▶ Texto del documento:
De Palermo en un barco francés

Juan Grau Jassans, diputado para las Constituyentes de la República, nos había dicho nuestro informador, guarda una historia que es un reportaje. Toda su vida está en la calle, entre las cajas de frutas de los muelles del Grao valenciano, hasta las avenidas internacionales del Broadway. 

—Soy hijo de una familia humilde —nos dice—. Mi padre era mecánico y mi madre trabajaba en una fábrica de tejidos. 

—¿Y su primera salida?

—¡Y casi única! Dejé la escuela apenas cumplidos los catorce años, para entrar de meritorio en una tienda de mercería. Aquel trabajo estaba tan reñido con mi naturaleza que, al primer choque serio de mi carácter, lo abandoné defintiivamente, a los tres años de aprendizaje, en que me entró un deseo invencible de andar y de correr.

Un día marché a Valencia, en un mal pasaje de tercera, que pagué con mis modestos ahorros. Pero esto no tiene la menor importancia. El aprieto fué ya en Valencia, donde al poner píe en tierra y hecho un buen arqueo, me hallé poseedor de la extraordinaria cantidad de sesenta céntimos. Yo, claro, no había medido bien las consecuencias de mi marcha; pero tampoco me preocupé mucho de la gravedad del caso, y menos se me ocurrió volverme atrás. 

Tenia escasos diez y siete años, un buen apetito y un anhelo insaciable de andar, de ver cosas, de ser libre. Pues nada, que había caído en Valencia en un tiempo excelente: los naranjos, rebosantes de fruta, me ofrecieron la posibilidad, por lo menos, de no morir de inanición. Viví en el Grao dos semanas así: me desayunaba con naranjas, almorzaba naranjas y cenaba naranjas.

El menú resultaba poco variado, pero no puede negarse que era sano. 

—¿Cómo resolvió usted aquella situación?

▶ Líneas en bruto:
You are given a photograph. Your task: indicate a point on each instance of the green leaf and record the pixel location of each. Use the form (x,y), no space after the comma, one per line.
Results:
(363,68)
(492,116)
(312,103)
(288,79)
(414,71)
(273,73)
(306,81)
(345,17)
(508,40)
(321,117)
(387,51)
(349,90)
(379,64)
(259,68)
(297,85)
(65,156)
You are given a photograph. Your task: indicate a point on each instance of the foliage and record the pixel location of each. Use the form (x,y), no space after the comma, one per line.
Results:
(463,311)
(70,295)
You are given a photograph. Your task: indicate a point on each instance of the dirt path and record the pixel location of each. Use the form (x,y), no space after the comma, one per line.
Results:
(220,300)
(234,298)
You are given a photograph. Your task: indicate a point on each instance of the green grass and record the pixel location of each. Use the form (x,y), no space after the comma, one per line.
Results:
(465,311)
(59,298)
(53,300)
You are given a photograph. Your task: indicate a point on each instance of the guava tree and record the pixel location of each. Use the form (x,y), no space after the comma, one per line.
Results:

▶ Tarea pendiente:
Escribe la continuación de la entrevista con Juan Grau Jassans a partir del punto en que se detiene el texto.

▶ Resultado obtenido:
—A decir verdad, aún lo ignoro. En mis horas de ocio —veinticuatro cada veinticuatro horas— tuve ocasión de relacionarme con gente de mar. Estábamos en plena conflagración mundial, y la marina atravesaba una crisis aguda de hombres. Una mañana, en que por hallarlas más a mano, decidí desayunarme con las naranjas de un cajón de los que había en el muelle para la exportación, en el momento mismo de apoderarme de una de ellas, una voz a mí espalda me recriminó: 

—Te vas a pasar una temporadilla a la sombra. ¡Eso no se hace! 

Volví el rostro y me encontré con un hombre imponente; un auténtico lobo de mar como esos que ya había visto en las ilustraciones de las novelas de Julio Verne y que tanta impresión me habían causado. No tardamos mucho en hacernos amigos. 

—Tú lo que quieres —me dijo— es comer. Tú tienes vocación de marinero. 

Me lo quedé mirando sin responderle nada, y a los dos días vino a mí encuentro, muy alegre, agitando al aire la documentación y el permiso de embarque para mí. 

—Ya he encontrado lo tuyo: una plaza de palero en un barco francés que hace el viaje a Inglaterra. Al principio, el trabajo es muy rudo, pero ya te irás acostumbrando hasta que pares en maquinista. 

Y así fué como me hice a la mar, con rumbo a Liverpool, la primavera del año 16, cuando ejercer el oficio de la marinería era una audacia y un heroísmo...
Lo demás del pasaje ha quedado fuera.